Given text:
>>
The Nature of Life
The Nature of Life
If you are up at high elevations this summer and see a pink snowbank, you're not hallucinating. It's watermelon snow, a tint produced by a living creature, a single-celled alga with a tongue-twisting name, Chlamydomonas nivalis.
This tiny creature, about four times the diameter of a human red blood cell spends its entire life in snowbanks (hence nivalis, Latin for "snowy").
C. nivalis thrives in the abundant light of high altitudes, producing its own food using sunlight.
But too much light--specifically ultraviolet light--can damage its cells. So the little alga shields itself with a layer of dark red pigments.
When spring sunlight melts the top layer of winter snowbanks, the algae multiplies rapidly, resulting in as many as one million individuals in a single teaspoon of meltwater. These dense crowds tint the snow reddish-pink.
A stroll across a snowbank colored by C. nivalis leaves brilliant red or pink tracks and releases a faint watermelon-like fragrance, hence the common name, watermelon snow. (In Scandinavia, it is called "blood snow.")
When the arctic explorer Sir John Ross brought back samples of meltwater from snowbanks off the coast of Greenland in 1818, the London Times reported that the liquid was "of so dark red as to resemble port wine" and concluded that the tint came from meteoric iron.
More than a century passed before scientists recognized the living organism that produced the unusual color. But not until recently has the life of this snow-loving alga come to light.
And an odd life it is: C nivalis thrives in conditions fatal to most other organisms, toxic levels of ultraviolet light, months of sub-freezing temperatures, and a summer "thaw" to water barely above freezing.
During the long dark winters, the alga survives in a thick-walled "resting" cell buried under layers of accumulating snow. As snowbanks warm in spring, meltwater and windblown nutrients stimulate the cell to split, releasing the next generation.
These green cells swim to the surface of the snow propelled by two whiplike flagella (the algal equivalent of tails). After reaching the brilliant light and abundant water of the top few inches of the snowbank, the algae lose their flagella and grow a thick cell coat and that protective layer of red pigment.
There they float, photosynthesizing and storing sugars, until the snow either vanishes or refreezes, signaling the little algae to form protective resting cells for winter.
The ability to thrive in the harsh environment of snowbanks is unusual, but not unique. C. nivalis is simply the most visible member of a snowbank-loving community including sixty other species of microscopic algae and an array of tiny herbivores: protozoans, ciliates, rotifers, nematodes, and springtails.
These minute grazers eat the algae, plus pollen and other wind-blown detritus that accumulates atop the snow. Alpine birds, including rock wrens and rosy finches, eat the grazers, plucking them from the snow with tweezer-like bills.
The microscopic algae that produces what we call watermelon snow may be too tiny to see with the naked eye, but new research shows the multitudes of C. nivalis soak up large amounts of carbon dioxide in photosynthesis.
Because the algae is so widespread, found on every continent except perhaps Africa, and because its populations explode in summer, researchers speculate the microscopic organisms could play a significant part in mitigating the affects of global climate change.
As a warming world means snow banks in arctic and alpine areas diminish, however, so too will populations of these miniature carbon-dioxide fixers, reducing their ability to remedy a serious problem.
Still, watermelon snow, produced by a brightly colored algae barely four times the size of a human blood cell and which remains dormant for much of the year, could have a huge impact on our global climate.
Copyright 2008 Susan J. Tweit
First printed in the Salida, Colorado, Mountain Mail, and aired on KHEN-FM community radio.
<<
Records from a collection:
>>
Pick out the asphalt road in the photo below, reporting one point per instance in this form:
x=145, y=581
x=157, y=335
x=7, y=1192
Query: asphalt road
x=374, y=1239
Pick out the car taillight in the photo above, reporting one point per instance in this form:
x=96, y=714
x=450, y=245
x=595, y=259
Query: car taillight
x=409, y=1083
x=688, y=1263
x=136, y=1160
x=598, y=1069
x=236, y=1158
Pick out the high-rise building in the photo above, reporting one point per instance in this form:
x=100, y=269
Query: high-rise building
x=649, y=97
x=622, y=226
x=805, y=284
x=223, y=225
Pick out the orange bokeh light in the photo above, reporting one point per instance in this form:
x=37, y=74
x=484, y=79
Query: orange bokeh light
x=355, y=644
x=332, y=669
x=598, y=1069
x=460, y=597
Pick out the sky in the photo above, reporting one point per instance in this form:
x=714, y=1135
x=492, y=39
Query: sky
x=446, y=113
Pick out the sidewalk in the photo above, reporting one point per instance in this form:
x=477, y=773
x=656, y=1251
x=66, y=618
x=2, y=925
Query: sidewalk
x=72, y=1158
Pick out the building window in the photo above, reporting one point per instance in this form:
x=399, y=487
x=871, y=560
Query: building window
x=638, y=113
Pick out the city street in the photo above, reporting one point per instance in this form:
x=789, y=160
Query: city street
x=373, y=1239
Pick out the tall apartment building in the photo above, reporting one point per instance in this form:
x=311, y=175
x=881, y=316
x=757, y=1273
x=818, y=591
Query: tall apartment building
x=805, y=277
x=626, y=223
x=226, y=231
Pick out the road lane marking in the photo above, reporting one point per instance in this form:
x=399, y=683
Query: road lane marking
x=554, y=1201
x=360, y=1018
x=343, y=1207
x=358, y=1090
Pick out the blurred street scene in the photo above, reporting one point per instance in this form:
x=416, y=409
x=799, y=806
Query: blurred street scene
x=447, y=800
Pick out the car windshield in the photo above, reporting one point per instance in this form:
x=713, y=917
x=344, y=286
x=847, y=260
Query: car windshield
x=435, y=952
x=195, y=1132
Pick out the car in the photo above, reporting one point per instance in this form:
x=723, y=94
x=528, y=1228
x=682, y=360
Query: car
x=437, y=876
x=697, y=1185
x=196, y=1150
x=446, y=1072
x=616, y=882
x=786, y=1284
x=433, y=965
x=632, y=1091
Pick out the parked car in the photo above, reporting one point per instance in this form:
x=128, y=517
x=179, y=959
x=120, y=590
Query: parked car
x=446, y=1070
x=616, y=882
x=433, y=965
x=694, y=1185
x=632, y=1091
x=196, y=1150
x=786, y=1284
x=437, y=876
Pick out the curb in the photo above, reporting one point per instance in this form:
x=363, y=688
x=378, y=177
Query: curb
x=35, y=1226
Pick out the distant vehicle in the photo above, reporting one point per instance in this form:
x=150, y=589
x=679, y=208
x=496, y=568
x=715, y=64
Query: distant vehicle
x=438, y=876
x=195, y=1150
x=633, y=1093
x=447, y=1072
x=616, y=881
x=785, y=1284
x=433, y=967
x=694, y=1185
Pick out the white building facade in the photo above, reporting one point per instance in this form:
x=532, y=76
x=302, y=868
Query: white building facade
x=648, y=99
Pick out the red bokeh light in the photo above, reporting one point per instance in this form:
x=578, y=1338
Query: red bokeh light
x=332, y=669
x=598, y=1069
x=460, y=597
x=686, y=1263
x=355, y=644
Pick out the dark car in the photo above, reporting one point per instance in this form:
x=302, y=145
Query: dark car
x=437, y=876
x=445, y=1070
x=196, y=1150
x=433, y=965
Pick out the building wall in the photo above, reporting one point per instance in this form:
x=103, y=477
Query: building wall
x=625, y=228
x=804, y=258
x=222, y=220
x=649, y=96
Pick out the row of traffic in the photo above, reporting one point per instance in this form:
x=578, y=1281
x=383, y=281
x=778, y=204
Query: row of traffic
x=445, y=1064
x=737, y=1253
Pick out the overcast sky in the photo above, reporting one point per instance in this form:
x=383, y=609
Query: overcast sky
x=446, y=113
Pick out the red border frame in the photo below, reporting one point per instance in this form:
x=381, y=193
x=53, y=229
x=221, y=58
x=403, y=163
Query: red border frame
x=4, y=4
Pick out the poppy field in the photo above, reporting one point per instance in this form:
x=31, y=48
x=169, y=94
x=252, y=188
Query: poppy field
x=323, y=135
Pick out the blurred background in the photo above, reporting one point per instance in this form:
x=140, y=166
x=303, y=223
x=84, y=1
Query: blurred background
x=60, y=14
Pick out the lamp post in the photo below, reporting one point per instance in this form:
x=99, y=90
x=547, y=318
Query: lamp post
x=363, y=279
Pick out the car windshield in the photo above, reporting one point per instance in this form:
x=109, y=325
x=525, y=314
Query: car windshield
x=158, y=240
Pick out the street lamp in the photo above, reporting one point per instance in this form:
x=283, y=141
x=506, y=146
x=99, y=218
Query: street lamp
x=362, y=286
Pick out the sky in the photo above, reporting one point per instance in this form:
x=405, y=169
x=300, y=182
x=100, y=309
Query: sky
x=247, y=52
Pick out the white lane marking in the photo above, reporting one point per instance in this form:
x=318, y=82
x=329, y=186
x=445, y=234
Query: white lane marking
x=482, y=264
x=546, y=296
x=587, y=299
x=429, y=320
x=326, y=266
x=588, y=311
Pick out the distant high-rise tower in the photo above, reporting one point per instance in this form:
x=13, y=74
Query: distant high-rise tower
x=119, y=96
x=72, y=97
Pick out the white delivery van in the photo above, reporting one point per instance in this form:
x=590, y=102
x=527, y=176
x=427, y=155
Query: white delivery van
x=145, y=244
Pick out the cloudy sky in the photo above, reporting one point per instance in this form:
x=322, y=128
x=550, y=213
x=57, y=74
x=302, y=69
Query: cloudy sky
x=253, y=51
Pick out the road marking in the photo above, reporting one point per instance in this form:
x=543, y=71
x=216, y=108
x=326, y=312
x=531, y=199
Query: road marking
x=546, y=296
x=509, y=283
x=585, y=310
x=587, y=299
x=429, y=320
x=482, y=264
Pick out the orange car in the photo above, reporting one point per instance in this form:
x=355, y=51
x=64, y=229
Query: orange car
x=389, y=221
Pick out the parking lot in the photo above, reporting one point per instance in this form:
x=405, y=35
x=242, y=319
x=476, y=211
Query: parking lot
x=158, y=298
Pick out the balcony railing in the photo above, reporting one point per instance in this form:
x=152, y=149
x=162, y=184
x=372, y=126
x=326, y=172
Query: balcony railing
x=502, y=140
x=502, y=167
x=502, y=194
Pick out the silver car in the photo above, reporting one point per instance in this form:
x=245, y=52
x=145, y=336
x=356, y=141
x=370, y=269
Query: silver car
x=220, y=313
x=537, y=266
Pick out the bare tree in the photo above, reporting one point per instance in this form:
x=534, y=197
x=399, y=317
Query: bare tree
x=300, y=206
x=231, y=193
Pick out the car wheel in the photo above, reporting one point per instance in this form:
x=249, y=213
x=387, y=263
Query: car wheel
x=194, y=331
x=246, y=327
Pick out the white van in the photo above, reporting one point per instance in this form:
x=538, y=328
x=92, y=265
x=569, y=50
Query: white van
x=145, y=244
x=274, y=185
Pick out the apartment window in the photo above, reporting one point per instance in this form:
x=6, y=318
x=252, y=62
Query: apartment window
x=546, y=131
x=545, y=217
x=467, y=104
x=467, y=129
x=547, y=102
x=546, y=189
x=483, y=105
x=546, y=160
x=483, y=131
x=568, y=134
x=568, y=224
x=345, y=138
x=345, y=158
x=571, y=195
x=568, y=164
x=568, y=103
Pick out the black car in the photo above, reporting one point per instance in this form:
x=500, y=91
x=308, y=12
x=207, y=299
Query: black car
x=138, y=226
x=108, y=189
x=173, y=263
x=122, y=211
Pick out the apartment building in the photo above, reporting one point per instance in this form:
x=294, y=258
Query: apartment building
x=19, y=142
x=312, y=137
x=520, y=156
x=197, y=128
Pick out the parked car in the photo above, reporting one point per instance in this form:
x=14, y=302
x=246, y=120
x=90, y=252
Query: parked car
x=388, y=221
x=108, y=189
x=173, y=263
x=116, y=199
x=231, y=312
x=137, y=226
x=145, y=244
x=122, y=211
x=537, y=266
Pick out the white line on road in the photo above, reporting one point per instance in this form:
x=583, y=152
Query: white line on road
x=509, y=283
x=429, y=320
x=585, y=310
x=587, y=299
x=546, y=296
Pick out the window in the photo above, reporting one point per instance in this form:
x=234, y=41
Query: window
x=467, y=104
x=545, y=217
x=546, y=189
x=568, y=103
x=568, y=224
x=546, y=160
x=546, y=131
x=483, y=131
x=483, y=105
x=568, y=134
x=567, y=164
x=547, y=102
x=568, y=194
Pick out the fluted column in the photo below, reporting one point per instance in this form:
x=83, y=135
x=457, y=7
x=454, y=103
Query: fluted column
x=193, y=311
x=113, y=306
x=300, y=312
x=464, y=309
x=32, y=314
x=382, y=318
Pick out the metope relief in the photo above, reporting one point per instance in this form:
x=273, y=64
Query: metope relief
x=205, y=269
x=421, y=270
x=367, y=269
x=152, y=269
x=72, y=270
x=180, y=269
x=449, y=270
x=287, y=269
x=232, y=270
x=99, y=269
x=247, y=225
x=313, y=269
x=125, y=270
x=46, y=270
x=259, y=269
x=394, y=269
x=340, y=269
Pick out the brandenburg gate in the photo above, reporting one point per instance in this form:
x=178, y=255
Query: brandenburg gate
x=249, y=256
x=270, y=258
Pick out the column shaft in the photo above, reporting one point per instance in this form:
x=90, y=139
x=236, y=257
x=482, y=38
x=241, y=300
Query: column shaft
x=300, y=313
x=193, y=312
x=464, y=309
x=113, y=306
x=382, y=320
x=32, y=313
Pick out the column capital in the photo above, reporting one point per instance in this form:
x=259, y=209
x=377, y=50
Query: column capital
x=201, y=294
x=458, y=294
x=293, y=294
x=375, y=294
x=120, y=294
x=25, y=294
<<
Aim of the exercise:
Answer these questions from the watermelon snow text above:
(a) What does the Latin word "nivalis" mean?
(b) According to the London Times, what caused the dark red tint in Sir John Ross's meltwater samples?
(c) Which two alpine birds pluck the grazers from the snow?

Expected answer:
(a) Snowy
(b) Meteoric iron
(c) Rock wrens and rosy finches